SOURCE PASSAGE:
* * *

KUCHING: There is an urgent need for more local researchers to study all primate species in the wild.
At the same time, continuous effort must be emphasised for the orang utans.
“In general, the interest to study primates is not many. Many undergraduates prefer to take up courses such as information technology. There are only a handful of primate researchers in Sarawak,” said Sarawak Forestry Corporation biologist Sundai Silang who has been studying primates for over 12 years.
“Sarawak has quite a number of primate species, but very little is known about other species (other than orang utans). We are so lucky that all the areas that have these species are protected because the orang utans are also there, and thus, they are also taken care of.
“But in terms of ecology, habitat and so on of these other species, not much is known. So I really encourage our people, especially undergraduates to take up the challenge.”
He also highlighted that much remains unknown about the orang utans such as their population and geographical distribution in the state, and thus, research needs to be continued in these areas.
Sundai also urged Sarawakians to take the lead on research of the state’s flora and fauna so that they will have a solid knowledge base and therefore, a stronger voice over how it is conserved and managed, especially when interacting with international research and conservation bodies.
He was responding to a reporter’s query after speaking at a public awareness talk on ‘Orang utans of Sarawak’ organised by Sarawak Biodiversity Centre (SBC) at their headquarters in Jalan Borneo Heights here yesterday.
The talk was attended by over 80 members of the public including students, SBC staff and local and foreign researchers.

* * *

EXERCISE DATA:
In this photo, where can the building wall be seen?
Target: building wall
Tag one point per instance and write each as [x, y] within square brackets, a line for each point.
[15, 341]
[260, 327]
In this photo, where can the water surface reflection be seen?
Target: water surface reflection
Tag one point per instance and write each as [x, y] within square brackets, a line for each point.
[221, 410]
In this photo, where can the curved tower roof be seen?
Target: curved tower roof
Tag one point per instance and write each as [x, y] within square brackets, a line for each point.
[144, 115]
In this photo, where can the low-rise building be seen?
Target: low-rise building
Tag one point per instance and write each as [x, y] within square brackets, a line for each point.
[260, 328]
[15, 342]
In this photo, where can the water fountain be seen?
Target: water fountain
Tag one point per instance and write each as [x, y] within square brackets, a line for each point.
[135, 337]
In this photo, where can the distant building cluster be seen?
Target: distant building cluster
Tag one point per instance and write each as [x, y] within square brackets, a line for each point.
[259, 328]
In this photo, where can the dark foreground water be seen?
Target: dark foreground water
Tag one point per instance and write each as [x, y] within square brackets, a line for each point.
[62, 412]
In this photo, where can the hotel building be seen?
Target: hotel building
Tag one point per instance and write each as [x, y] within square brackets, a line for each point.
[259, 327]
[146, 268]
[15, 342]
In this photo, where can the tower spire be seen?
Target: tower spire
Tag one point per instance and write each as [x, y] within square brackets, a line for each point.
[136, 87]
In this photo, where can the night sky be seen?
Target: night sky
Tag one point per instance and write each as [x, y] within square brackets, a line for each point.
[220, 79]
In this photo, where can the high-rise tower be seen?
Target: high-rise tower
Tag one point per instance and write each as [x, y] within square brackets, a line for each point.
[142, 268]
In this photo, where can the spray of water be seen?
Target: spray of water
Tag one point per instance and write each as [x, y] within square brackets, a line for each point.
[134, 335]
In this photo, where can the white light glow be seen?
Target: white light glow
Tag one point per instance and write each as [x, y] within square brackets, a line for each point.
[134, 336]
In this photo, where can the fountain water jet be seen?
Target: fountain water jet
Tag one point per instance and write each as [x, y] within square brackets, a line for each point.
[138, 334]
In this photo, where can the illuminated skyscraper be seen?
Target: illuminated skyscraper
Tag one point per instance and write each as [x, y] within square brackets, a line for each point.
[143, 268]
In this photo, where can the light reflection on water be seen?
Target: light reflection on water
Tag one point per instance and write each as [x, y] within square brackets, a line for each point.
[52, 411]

* * *

USING THE INFORMATION:
#1 Reproduce the passage of the primate research article from "He also highlighted" to "in these areas.".
#2 In the primate research article, which organization held the public awareness talk on "Orang utans of Sarawak"?

RESPONSES IN ORDER:
#1
He also highlighted that much remains unknown about the orang utans such as their population and geographical distribution in the state, and thus, research needs to be continued in these areas.

#2 Sarawak Biodiversity Centre (SBC)